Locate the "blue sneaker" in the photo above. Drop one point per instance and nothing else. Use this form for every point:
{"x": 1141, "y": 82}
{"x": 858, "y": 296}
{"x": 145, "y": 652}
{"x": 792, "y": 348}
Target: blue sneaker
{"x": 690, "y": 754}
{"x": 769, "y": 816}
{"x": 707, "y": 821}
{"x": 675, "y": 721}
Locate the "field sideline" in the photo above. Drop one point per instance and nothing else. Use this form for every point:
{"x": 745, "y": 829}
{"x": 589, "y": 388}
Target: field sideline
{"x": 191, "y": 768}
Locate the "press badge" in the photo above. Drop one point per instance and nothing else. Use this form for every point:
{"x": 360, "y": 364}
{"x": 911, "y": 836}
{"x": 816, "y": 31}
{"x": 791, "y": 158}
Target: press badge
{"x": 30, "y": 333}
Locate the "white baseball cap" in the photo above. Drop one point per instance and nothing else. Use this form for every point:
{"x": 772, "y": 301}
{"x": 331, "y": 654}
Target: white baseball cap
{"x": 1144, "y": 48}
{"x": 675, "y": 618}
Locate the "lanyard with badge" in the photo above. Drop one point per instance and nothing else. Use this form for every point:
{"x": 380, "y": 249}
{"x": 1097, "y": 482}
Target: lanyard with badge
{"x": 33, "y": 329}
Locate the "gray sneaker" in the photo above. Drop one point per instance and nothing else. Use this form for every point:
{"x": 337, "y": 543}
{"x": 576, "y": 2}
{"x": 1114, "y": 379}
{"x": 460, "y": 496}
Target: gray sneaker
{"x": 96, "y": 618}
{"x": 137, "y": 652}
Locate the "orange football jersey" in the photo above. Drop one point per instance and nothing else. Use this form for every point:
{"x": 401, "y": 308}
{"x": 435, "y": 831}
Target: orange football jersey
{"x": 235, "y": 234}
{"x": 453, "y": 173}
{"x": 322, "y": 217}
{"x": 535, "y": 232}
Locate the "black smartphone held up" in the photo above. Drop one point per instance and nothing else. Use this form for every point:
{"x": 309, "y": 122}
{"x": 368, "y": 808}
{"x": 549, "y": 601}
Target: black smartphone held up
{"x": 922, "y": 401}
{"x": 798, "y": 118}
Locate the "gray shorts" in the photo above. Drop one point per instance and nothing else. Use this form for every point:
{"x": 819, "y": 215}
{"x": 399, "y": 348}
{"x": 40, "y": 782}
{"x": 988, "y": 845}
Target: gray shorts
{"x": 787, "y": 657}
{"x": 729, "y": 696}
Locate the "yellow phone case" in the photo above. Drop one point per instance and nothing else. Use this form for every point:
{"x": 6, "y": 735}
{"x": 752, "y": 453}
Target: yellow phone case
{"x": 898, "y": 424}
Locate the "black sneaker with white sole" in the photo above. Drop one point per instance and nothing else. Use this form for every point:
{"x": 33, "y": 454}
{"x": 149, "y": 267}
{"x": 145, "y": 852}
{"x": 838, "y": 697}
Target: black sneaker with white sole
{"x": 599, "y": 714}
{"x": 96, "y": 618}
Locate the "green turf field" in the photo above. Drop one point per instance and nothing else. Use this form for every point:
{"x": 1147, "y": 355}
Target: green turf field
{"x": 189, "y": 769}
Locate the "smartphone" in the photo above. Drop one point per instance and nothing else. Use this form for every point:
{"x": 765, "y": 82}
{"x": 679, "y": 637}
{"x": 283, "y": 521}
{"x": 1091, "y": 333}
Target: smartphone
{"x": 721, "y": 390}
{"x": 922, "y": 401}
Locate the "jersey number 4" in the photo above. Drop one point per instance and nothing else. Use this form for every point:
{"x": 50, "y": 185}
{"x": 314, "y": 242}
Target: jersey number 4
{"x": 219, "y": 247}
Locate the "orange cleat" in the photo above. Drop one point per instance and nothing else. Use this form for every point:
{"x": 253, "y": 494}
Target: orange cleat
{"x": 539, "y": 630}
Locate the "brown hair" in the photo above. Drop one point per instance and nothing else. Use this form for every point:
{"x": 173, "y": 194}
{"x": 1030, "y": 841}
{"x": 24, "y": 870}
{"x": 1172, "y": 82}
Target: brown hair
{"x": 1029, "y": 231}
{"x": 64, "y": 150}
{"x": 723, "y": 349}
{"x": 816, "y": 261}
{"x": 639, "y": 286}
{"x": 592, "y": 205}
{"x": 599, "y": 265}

#####

■ **WHAT IS REQUIRED**
What is needed is a word-for-word copy of the material above.

■ **ANSWER SECTION**
Locate the "blue sneaker" in the photo above. Drop one point per instance and nothing else. Use this form for every point:
{"x": 1141, "y": 82}
{"x": 858, "y": 296}
{"x": 145, "y": 652}
{"x": 792, "y": 348}
Target: blue sneaker
{"x": 690, "y": 754}
{"x": 769, "y": 816}
{"x": 707, "y": 821}
{"x": 675, "y": 721}
Locate the "field sideline" in the photo above. Drop one point per instance and nothing else. Use this form for every point:
{"x": 745, "y": 829}
{"x": 589, "y": 388}
Target: field sideline
{"x": 191, "y": 768}
Locate the "press badge" in the photo above. Drop one point per instance and nothing else. Use this form for every point:
{"x": 360, "y": 364}
{"x": 911, "y": 836}
{"x": 816, "y": 31}
{"x": 791, "y": 158}
Target: press badge
{"x": 30, "y": 333}
Locate the "white baseball cap" in the photo above. Drop one point per instance and nothing else. Use this form for every point:
{"x": 772, "y": 301}
{"x": 331, "y": 654}
Target: white baseball cap
{"x": 1144, "y": 48}
{"x": 675, "y": 618}
Locate the "lanyard with badge" in the photo above. Drop one point per instance and nothing else. Use this form for every point:
{"x": 380, "y": 249}
{"x": 1097, "y": 482}
Target: lanyard with badge
{"x": 33, "y": 329}
Locate the "gray sneaker" in the photo above. Drop one point per instance and nothing else. Use this form for every point:
{"x": 337, "y": 543}
{"x": 576, "y": 2}
{"x": 1114, "y": 379}
{"x": 460, "y": 496}
Target: gray sneaker
{"x": 96, "y": 618}
{"x": 137, "y": 652}
Locate the "orange football jersey" in the photo above. Drop one point per instance and nothing else. Use this form for every point:
{"x": 401, "y": 308}
{"x": 435, "y": 831}
Target: orange football jersey
{"x": 235, "y": 234}
{"x": 453, "y": 173}
{"x": 322, "y": 217}
{"x": 535, "y": 232}
Locate the "black smartphone held up" in the photo above. Drop one point per instance and nothing else. Use this form for every point:
{"x": 309, "y": 122}
{"x": 368, "y": 808}
{"x": 549, "y": 601}
Target: black smartphone held up
{"x": 922, "y": 401}
{"x": 798, "y": 118}
Locate the "gray shorts" in the photo above. Drop one point per instance and nothing else. Use this form for every point:
{"x": 819, "y": 215}
{"x": 399, "y": 348}
{"x": 40, "y": 782}
{"x": 988, "y": 845}
Target: gray shorts
{"x": 787, "y": 657}
{"x": 729, "y": 696}
Locate the "yellow phone case" in the photo above. Drop one point per instance and nothing else. Use this form for every point:
{"x": 6, "y": 735}
{"x": 752, "y": 453}
Target: yellow phone case
{"x": 898, "y": 424}
Locate the "black sneaker with white sole" in the photo above. Drop one point per instance and nothing else. Use this form for every point:
{"x": 33, "y": 454}
{"x": 149, "y": 267}
{"x": 145, "y": 852}
{"x": 838, "y": 697}
Target: black sneaker with white sole
{"x": 599, "y": 714}
{"x": 96, "y": 618}
Locate the "green turf field" in the photo above. Drop one point per instance and nothing else. Use this form for every point:
{"x": 1147, "y": 355}
Target: green turf field
{"x": 189, "y": 769}
Locate the "smartphone" in the photo above. Drop one point per instance and nothing else. Use this form for every point:
{"x": 765, "y": 82}
{"x": 679, "y": 637}
{"x": 283, "y": 521}
{"x": 1091, "y": 333}
Target: smartphone
{"x": 721, "y": 390}
{"x": 922, "y": 401}
Locate the "jersey number 4" in the photo above. Drop one point per instance and nothing else. Use this form for every point:
{"x": 50, "y": 185}
{"x": 314, "y": 242}
Target: jersey number 4
{"x": 219, "y": 247}
Locate the "orange cleat" in the photo above. Drop one point per instance and nothing else. Use this form for every point:
{"x": 253, "y": 494}
Target: orange cleat
{"x": 539, "y": 630}
Locate the "brown hair" in the photo above. Drop one point per instance and nothing else. Use this form for every point:
{"x": 173, "y": 194}
{"x": 1030, "y": 841}
{"x": 24, "y": 870}
{"x": 1172, "y": 82}
Target: brown hair
{"x": 1029, "y": 231}
{"x": 64, "y": 150}
{"x": 723, "y": 349}
{"x": 816, "y": 261}
{"x": 639, "y": 286}
{"x": 592, "y": 205}
{"x": 599, "y": 265}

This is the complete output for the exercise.